### GOAL
The required output is the exact sequence of lines from the line holding "Where can the white ceramic" to the end of the records, inclusive.

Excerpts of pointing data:
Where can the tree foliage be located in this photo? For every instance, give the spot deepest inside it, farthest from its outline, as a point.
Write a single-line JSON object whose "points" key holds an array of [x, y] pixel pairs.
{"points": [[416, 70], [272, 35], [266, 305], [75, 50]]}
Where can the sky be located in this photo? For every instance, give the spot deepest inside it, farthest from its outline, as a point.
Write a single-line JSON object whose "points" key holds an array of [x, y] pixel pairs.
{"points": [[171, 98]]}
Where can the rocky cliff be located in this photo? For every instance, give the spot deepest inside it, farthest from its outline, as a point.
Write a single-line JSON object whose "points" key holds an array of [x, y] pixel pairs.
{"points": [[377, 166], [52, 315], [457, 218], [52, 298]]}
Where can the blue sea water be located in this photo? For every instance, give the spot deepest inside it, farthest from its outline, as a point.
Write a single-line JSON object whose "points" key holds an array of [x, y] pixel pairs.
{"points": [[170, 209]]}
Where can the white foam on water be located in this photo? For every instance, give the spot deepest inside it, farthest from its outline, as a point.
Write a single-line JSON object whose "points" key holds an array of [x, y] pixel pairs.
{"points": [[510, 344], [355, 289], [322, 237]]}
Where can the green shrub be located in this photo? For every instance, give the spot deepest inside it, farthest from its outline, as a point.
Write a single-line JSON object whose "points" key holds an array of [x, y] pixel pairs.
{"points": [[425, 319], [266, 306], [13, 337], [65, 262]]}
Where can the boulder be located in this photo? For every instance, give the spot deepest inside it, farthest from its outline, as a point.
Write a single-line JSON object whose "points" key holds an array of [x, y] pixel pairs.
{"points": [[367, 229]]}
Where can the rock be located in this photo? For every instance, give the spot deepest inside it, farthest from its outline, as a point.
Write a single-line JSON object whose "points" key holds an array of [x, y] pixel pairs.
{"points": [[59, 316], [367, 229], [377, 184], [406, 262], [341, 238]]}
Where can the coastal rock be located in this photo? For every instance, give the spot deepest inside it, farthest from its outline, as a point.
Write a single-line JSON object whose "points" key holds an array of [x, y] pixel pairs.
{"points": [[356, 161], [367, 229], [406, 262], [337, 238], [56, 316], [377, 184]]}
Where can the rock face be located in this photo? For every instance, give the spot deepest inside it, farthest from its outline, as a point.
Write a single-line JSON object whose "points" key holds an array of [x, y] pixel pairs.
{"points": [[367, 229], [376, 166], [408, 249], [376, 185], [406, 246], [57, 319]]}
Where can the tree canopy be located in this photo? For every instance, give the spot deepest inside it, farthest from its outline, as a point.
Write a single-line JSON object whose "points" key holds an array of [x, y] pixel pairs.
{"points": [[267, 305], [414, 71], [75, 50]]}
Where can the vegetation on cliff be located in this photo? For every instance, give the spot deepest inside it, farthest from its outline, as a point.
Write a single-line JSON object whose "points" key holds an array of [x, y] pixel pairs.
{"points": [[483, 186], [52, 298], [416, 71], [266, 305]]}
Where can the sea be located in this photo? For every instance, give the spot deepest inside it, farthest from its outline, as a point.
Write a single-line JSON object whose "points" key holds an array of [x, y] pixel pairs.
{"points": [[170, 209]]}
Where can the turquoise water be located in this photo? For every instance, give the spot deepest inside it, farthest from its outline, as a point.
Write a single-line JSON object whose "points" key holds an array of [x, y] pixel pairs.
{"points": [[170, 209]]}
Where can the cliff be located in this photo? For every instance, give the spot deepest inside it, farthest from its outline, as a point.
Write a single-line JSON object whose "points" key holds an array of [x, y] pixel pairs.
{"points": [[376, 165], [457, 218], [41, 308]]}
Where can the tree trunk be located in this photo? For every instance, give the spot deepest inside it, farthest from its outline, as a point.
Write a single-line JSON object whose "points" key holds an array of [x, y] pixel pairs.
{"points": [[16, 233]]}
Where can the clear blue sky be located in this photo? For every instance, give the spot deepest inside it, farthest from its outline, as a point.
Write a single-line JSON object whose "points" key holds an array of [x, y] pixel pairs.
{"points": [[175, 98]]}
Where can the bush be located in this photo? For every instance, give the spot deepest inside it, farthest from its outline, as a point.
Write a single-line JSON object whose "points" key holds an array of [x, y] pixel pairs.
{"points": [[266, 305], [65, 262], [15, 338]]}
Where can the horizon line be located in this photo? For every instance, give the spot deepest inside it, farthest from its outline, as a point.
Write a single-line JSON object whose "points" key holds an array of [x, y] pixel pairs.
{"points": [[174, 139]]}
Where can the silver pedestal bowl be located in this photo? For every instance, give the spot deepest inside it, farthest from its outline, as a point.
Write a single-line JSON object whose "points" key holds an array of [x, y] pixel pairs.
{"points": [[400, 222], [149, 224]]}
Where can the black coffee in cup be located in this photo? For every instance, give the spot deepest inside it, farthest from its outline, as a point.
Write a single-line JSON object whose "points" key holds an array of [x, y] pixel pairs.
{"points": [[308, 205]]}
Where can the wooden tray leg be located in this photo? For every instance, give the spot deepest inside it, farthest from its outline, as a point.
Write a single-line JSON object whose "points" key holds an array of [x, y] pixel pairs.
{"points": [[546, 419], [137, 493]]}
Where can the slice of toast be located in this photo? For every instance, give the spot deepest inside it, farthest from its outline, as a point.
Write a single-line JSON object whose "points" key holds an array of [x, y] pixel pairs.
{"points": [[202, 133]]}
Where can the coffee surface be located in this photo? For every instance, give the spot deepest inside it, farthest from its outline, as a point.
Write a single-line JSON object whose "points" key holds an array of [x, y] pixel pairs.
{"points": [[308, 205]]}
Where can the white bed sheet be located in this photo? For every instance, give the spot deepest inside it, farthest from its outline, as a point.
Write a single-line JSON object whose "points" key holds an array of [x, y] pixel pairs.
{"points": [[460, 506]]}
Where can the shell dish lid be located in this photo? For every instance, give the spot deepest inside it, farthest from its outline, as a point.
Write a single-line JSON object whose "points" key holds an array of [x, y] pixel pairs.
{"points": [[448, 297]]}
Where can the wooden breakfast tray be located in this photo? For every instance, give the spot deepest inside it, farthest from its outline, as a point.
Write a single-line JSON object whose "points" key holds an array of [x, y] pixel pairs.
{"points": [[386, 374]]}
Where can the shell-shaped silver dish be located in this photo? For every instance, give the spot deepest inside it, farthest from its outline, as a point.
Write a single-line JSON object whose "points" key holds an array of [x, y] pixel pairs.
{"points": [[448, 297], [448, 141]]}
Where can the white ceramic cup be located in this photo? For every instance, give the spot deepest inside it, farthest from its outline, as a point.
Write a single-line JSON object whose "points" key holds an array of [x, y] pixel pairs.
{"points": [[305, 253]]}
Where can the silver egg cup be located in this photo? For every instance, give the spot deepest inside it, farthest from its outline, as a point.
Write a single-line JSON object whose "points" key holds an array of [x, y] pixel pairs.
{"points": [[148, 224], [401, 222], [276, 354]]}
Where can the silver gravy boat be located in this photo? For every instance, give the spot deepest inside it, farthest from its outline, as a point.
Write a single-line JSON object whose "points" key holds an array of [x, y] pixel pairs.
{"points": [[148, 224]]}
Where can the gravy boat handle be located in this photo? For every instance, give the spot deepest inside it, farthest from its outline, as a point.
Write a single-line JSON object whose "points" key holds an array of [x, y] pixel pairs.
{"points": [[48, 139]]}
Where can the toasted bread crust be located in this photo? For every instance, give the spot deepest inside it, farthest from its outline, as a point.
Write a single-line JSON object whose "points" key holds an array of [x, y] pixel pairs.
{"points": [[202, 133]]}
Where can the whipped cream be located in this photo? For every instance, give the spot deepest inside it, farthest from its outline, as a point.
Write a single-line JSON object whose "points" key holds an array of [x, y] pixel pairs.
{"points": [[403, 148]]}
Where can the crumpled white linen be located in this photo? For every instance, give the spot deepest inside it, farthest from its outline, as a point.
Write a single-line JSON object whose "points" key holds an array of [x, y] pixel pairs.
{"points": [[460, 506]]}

### RESPONSE
Where can the white ceramic cup be located in this photo? For every instance, give the spot deepest inside it, farthest from its outline, as a point.
Write a single-line JSON object whose "points" key holds an array of [x, y] pixel pairs.
{"points": [[305, 253]]}
Where can the silver egg cup be located in this photo? For every instance, give the spot deepest inside it, farthest from its outline, as a point.
Write a single-line JSON object whose "points" key holds an array of [x, y] pixel pairs.
{"points": [[148, 224], [401, 222], [276, 354]]}
Where can the silver gravy boat be located in this photo? For every instance, give the spot deepest inside it, farthest from its outline, as a point.
Write a single-line JSON object whose "points" key holds an array of [x, y] pixel pairs.
{"points": [[148, 224]]}
Where can the gravy boat handle be located in this photo? For every instance, give the spot deepest inside it, farthest from its outline, as a point.
Write a single-line JSON object whose "points" key holds an array of [x, y] pixel pairs.
{"points": [[48, 139]]}
Where can the toasted bread crust be located in this photo? For every instance, give the spot deepest inside it, farthest from its outline, as a point.
Write a single-line JSON object whose "points" key holds an array of [x, y] pixel pairs.
{"points": [[202, 133]]}
Where can the whipped cream be located in this photo? For every instance, give the spot deepest inside it, farthest from its outline, as a point.
Write a single-line JSON object whose "points" key holds an array of [x, y] pixel pairs.
{"points": [[403, 148]]}
Where can the crumpled white linen be located in this photo? For every instance, give the spot deepest inside it, farthest from its outline, as a point.
Write a single-line JSON object whose "points" key holds an array of [x, y] pixel pairs.
{"points": [[460, 506]]}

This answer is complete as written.